Copy the items below word for word, from the line with "The locator SHOULD return, for each instance of the red hyundai" up to and including the line with "x=220 y=354".

※

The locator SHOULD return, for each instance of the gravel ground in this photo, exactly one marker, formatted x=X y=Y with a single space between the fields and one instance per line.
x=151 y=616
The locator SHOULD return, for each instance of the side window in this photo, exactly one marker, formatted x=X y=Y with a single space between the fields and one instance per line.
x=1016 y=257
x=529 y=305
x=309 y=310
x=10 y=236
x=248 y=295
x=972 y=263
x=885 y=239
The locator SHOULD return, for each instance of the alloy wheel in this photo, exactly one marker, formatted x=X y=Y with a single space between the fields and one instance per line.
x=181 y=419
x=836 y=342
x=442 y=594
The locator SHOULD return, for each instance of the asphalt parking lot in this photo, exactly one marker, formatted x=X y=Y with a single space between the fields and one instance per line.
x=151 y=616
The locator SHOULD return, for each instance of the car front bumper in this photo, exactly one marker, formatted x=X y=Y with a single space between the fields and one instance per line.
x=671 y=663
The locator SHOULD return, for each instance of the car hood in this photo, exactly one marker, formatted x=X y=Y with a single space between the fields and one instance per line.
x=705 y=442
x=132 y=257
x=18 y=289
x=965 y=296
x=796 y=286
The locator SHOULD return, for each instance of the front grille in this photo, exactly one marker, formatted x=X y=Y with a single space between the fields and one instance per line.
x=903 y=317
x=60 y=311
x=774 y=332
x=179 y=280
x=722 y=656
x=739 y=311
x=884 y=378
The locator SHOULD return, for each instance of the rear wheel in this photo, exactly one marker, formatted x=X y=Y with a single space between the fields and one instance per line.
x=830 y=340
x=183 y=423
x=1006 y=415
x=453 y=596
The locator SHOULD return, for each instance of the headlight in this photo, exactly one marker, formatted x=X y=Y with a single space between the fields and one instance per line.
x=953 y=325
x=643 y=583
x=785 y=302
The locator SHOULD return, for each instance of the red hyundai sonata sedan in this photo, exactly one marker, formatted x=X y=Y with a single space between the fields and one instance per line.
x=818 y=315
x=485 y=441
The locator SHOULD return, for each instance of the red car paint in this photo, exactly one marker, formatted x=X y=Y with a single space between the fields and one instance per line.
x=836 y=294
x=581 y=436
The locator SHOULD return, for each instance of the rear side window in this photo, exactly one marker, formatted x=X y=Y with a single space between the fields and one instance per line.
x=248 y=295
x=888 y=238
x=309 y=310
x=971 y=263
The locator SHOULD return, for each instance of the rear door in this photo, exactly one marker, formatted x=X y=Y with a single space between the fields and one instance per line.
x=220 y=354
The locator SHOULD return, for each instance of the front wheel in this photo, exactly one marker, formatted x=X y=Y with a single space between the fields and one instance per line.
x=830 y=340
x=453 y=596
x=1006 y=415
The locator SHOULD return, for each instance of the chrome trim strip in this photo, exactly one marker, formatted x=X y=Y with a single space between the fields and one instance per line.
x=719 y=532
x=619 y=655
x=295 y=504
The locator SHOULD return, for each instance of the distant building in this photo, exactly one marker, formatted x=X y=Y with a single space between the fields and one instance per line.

※

Exercise output:
The locator SHOULD return, for each instance of the red hyundai sonata sedan in this photo, exactly one marker, formatted x=X y=Y with a single space between the fields and one instance per line.
x=818 y=315
x=485 y=441
The locator SHOULD return, for each instance of the red car paint in this photo, exactly one marker, formatted x=X y=Y with a single space between the fields and one instance per line.
x=836 y=294
x=581 y=436
The locator SHOULD return, for each instance of the rear side window in this photo, exactly one marker, formatted x=X y=Y with a single space between the fields and one instance per line.
x=248 y=295
x=888 y=238
x=309 y=310
x=971 y=263
The locator SHOULD return, for each instance of the rear door in this photo, exactly one marker, formatted x=X y=Y with a single space between the fields and one instance per line.
x=220 y=354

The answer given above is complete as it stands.